═════ INFORMATION GIVEN

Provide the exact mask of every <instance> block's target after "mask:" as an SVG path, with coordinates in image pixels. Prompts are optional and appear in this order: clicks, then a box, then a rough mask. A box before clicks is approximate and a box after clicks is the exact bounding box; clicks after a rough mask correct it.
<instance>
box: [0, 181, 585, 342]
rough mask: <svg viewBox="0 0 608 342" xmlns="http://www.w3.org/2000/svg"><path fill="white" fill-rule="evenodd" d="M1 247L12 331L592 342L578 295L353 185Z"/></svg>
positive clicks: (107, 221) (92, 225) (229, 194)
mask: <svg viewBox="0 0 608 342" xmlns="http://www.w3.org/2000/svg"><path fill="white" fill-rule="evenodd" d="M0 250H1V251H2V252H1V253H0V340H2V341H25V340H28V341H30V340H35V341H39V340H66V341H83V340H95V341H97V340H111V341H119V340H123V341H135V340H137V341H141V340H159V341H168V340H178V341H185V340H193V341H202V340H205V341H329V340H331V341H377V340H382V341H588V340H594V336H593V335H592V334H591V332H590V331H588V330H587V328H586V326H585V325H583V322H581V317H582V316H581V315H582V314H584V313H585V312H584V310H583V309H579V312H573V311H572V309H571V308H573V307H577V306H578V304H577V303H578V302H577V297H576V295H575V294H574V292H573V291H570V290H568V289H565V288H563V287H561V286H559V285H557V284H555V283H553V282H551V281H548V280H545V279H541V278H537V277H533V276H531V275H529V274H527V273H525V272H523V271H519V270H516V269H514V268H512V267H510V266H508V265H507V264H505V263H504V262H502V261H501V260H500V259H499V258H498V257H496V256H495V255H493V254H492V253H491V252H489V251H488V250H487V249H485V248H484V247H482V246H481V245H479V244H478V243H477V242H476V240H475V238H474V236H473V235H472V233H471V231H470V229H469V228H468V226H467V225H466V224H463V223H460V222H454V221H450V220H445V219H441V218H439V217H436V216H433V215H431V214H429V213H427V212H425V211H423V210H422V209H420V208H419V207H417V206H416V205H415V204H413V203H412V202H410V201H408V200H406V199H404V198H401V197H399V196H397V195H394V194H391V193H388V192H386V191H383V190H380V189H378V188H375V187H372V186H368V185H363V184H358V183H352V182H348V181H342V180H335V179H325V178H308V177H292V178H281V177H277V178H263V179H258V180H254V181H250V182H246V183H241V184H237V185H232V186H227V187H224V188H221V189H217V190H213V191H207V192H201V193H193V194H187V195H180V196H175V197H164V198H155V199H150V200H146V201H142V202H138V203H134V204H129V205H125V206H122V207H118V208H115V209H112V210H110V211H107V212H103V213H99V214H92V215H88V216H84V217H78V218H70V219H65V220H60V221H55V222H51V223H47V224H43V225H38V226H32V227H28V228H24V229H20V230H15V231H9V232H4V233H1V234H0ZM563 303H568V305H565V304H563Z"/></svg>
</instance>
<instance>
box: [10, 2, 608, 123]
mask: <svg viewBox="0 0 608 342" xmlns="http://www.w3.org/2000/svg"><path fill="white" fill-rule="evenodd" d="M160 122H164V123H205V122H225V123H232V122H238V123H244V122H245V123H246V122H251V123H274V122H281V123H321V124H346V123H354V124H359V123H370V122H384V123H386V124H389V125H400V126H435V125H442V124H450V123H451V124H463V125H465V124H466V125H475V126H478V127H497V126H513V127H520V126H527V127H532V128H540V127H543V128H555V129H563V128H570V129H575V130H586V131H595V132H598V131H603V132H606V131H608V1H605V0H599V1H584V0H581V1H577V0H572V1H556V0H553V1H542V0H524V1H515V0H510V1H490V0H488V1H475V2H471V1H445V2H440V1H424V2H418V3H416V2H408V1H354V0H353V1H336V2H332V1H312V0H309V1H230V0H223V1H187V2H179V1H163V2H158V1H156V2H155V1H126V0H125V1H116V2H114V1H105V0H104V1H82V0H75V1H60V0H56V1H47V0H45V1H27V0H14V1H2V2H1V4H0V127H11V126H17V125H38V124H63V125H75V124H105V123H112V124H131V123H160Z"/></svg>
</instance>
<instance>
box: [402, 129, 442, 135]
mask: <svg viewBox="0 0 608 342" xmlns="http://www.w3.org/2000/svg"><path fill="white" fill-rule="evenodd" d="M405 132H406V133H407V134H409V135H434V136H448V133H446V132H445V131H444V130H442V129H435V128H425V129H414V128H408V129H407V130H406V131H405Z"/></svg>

══════════

# [ASSIGNED TASK]
Take the lines from the first line of the records through the line holding "rough mask: <svg", both included, and please reproduce them exactly with nothing added.

# [SOLUTION TO THE EXERCISE]
Provide the exact mask of every <instance> block's target after "mask:" as an SVG path, with coordinates in image pixels. Prompts are optional and appear in this order: clicks, then a box, then a rough mask. A box before clicks is approximate and a box after clicks is the exact bounding box; clicks after a rough mask correct it.
<instance>
box: [0, 181, 585, 342]
rough mask: <svg viewBox="0 0 608 342" xmlns="http://www.w3.org/2000/svg"><path fill="white" fill-rule="evenodd" d="M1 247L12 331L592 342L578 295L353 185Z"/></svg>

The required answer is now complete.